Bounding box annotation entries
## begin

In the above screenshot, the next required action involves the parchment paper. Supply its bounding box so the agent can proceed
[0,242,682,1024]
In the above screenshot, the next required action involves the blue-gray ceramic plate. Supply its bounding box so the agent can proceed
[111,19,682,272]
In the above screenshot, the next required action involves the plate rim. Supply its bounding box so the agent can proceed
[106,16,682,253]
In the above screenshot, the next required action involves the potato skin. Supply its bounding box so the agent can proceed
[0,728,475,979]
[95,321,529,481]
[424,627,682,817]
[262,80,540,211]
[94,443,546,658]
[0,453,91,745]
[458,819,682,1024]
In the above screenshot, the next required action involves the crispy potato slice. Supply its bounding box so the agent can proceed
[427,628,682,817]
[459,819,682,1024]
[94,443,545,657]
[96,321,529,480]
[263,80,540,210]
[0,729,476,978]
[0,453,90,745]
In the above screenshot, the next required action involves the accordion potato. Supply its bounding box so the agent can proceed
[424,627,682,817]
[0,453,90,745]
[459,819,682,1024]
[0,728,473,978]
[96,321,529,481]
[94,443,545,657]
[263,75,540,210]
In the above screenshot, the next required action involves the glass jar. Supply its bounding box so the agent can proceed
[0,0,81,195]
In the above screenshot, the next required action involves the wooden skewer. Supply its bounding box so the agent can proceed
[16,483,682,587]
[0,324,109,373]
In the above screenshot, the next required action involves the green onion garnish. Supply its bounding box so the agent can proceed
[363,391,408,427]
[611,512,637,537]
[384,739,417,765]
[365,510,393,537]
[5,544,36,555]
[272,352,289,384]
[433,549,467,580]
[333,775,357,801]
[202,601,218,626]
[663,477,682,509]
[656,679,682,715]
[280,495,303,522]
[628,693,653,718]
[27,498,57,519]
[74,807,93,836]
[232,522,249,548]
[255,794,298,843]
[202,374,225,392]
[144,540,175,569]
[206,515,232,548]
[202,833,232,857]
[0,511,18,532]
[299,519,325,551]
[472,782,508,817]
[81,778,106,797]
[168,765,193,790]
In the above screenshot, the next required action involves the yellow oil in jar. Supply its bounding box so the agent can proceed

## end

§ Challenge
Rewrite each line of the material above as a Markdown table with the columns "Row" and "Line," numbering the rows in order and omitting any blank lines.

§ Exercise answer
| Row | Line |
|---|---|
| 1 | In the above screenshot, the next required action involves the parchment paper. Supply its bounding box so the agent can proceed |
| 2 | [0,242,682,1024] |
| 3 | In the above screenshot, the next required action involves the blue-gray ceramic plate. Supply its bounding box so the agent can proceed |
| 4 | [111,19,682,272] |
| 5 | In the above screenshot, the next required action involves the plate rim. Supply its bounding box so the agent can proceed |
| 6 | [106,16,682,253] |
| 7 | In the above screenshot, the next required action involves the potato skin. Supply its bounding box so the agent can proceed |
| 8 | [0,728,475,979] |
| 9 | [95,321,529,481] |
| 10 | [424,627,682,817] |
| 11 | [262,80,540,211] |
| 12 | [94,443,546,658] |
| 13 | [0,453,91,745] |
| 14 | [458,819,682,1024] |
| 15 | In the above screenshot, the next required action involves the crispy potato slice. Supply its bounding box so the agent can proceed |
| 16 | [427,628,682,817] |
| 17 | [459,819,682,1024] |
| 18 | [94,443,545,657] |
| 19 | [96,321,529,480] |
| 20 | [263,80,540,210] |
| 21 | [0,729,476,978] |
| 22 | [0,453,90,745] |
| 23 | In the above screenshot, the next required action involves the accordion potato. Supply its bounding box so the agent can proceed |
| 24 | [424,627,682,817] |
| 25 | [0,453,90,745] |
| 26 | [459,819,682,1024] |
| 27 | [0,728,473,978] |
| 28 | [96,321,529,481] |
| 29 | [94,443,545,657] |
| 30 | [263,75,540,210] |
| 31 | In the above screenshot, the next required action involves the glass jar. Supply its bounding box so the agent can proceed |
| 32 | [0,0,81,195] |
| 33 | In the above screenshot, the next required action involves the wooden skewer. Supply its bounding box so the agent can proceed |
| 34 | [16,483,682,587] |
| 35 | [0,324,109,373] |
| 36 | In the above screenshot, the next required action involves the green onion garnish. Supply its bounding box so the agent can proceed |
| 37 | [363,391,408,427] |
| 38 | [611,512,637,537] |
| 39 | [384,739,417,765] |
| 40 | [365,510,393,537] |
| 41 | [5,544,36,555] |
| 42 | [272,352,289,384] |
| 43 | [433,549,467,580] |
| 44 | [333,775,357,801] |
| 45 | [202,601,218,626] |
| 46 | [663,477,682,509] |
| 47 | [656,679,682,715] |
| 48 | [280,495,303,522] |
| 49 | [628,693,653,718] |
| 50 | [27,498,57,519] |
| 51 | [74,807,93,836] |
| 52 | [232,522,249,548] |
| 53 | [255,794,298,843] |
| 54 | [202,374,225,392] |
| 55 | [144,540,175,569] |
| 56 | [206,515,232,548] |
| 57 | [202,833,232,857] |
| 58 | [0,511,18,532] |
| 59 | [299,519,325,551] |
| 60 | [472,782,508,817] |
| 61 | [81,778,106,797] |
| 62 | [168,765,193,790] |
| 63 | In the above screenshot, the next required action involves the yellow oil in jar. Supply its bounding box so the agent can proceed |